PROBLEM DETAILS: Continue the passage on flexible working and health in Australia, starting after its final sentence.

Australia, like Britain, pushed hard for more flexible working in the labour market in the 80s, and all political parties and trade unions supported it because they assumed that it would both boost productivity and give workers more control of their lives. More control, it was thought, would improve health. But is more flexible working good for health? Jane Dixon, a professor at the Australian National University and a member of the Work, Time, and Health Team, addressed this question at a C3 Collaborating for Health Breakfast seminar earlier this week.
In both Australia and Britain the standard pattern of working that applied in the 60s or 70s—a man working 9 to 5 and his wife not working or working part time—has almost disappeared. “Non-standard arrangements are now the norm,” with a wide variety of different patterns. In Australia among those in employment a third of people work overnight, 18% work 6-7 days a week, a third work at weekends, and 30% get no paid leave.
There have been many studies of the effect on health of long hours and shift work, but Dixon and her team are interested in how the organisation of time affects health, which is much less studied. They have conducted two studies, one of which is a qualitative study among a purposive study of 55 workers in four different types of work: construction (mostly men); women working for themselves looking after children; insurance (mostly men and mostly managers); and security. The team studied the number of hours and the security, intensity, predictability, sociability, and flexibility of the employment using interviews and a number of instruments like time diaries.

EXTRACTED DATA:
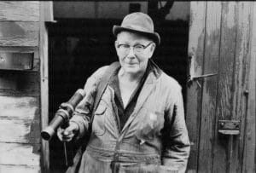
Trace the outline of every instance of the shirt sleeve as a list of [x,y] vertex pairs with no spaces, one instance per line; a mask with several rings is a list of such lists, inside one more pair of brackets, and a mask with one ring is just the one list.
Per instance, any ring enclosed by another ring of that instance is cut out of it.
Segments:
[[[190,142],[184,119],[183,101],[181,87],[172,94],[174,100],[170,104],[167,113],[167,140],[164,143],[162,154],[163,164],[170,168],[176,168],[178,172],[185,172],[190,151]],[[172,106],[171,106],[172,105]]]
[[98,69],[84,84],[85,96],[76,107],[73,116],[70,119],[70,122],[79,125],[79,130],[76,139],[81,138],[88,131],[97,85],[107,68],[108,66],[103,66]]

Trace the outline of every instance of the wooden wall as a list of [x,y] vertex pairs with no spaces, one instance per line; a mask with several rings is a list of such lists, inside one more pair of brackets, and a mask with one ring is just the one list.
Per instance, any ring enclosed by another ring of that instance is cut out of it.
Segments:
[[[191,2],[189,55],[195,79],[187,95],[188,172],[255,172],[256,4]],[[240,121],[239,135],[218,132]]]
[[39,9],[37,1],[0,2],[0,54],[34,55],[30,70],[0,70],[3,173],[41,172]]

WRITTEN RESPONSE:
Flexibility is being used in two senses. A flexible labour market is one that allows many different ways of working and relative ease in hiring and firing. Flexible working for individuals means the opportunity to organise their working time within jobs in different ways. The finding in Australia is that flexible working for individuals is “on the books” but doesn’t happen much in reality.
There were common findings across all the types of work: it was intense, hours were long, there was limited use of flexibility, high dedication to work, and little grumbling. “People are,” said Dixon, “living to work.” All the workers with families had “competing dedications” to work and family with work often “bleeding” into family time.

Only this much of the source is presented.